_SET PROBLEM_. Reproduce the data below in full, swapping "wooden pole" for "timber pole" and leaving everything else unchanged.

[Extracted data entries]
— Begin —
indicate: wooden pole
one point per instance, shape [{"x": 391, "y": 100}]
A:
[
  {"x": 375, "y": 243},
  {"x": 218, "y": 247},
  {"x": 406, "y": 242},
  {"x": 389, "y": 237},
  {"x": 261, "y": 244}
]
— End —
_SOLUTION TO THE PROBLEM_.
indicate: timber pole
one point per instance, shape [{"x": 391, "y": 100}]
A:
[
  {"x": 375, "y": 243},
  {"x": 218, "y": 247},
  {"x": 406, "y": 242},
  {"x": 389, "y": 237},
  {"x": 261, "y": 244}
]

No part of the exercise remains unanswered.